Repeat every line of the material, character for character.
########################################
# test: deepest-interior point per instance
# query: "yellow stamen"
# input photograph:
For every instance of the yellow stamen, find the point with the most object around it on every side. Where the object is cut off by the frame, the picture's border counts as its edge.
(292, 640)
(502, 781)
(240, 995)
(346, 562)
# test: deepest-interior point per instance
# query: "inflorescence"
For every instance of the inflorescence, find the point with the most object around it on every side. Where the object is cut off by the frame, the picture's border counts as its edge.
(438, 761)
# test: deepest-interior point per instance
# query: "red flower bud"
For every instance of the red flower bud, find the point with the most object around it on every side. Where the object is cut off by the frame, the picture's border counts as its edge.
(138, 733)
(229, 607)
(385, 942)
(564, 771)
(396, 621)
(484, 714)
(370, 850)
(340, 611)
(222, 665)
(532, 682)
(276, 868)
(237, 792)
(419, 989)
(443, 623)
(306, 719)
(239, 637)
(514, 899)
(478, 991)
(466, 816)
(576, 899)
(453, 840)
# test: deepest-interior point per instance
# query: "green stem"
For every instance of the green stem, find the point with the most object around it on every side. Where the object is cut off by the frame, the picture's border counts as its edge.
########################################
FINISHED TASK →
# test: deepest-interior point per instance
# query: "yellow stamen"
# input photograph:
For every instance of the yellow stamen, find the point with the most object around it on every side. Where the object is cut off by the frame, the picture's border counts as its edge.
(292, 640)
(502, 781)
(240, 995)
(346, 562)
# test: deepest-interior point per instance
# query: "inflorescence"
For every instance of the inflorescence, find the point with the most object around it on every side. Where the object is cut off by the frame, the picture's border counts as its edge.
(438, 761)
# test: deepest-interior point per instance
# query: "red flower bud"
For every instance of the red flower bud, find the point with the most object around it on every side. Where the object is cut off by the frame, the picture's border counts as its edge.
(138, 733)
(229, 607)
(385, 942)
(564, 771)
(396, 621)
(484, 714)
(370, 850)
(340, 611)
(222, 665)
(532, 682)
(276, 868)
(237, 792)
(419, 989)
(443, 623)
(306, 719)
(239, 637)
(514, 899)
(478, 991)
(466, 816)
(576, 899)
(453, 840)
# test: deepest-interior point per instance
# query: "green stem"
For every instance of the green stem, find the point with the most object around it on every side. Where the object is cut off by the frame, the picture's border counts as its edge.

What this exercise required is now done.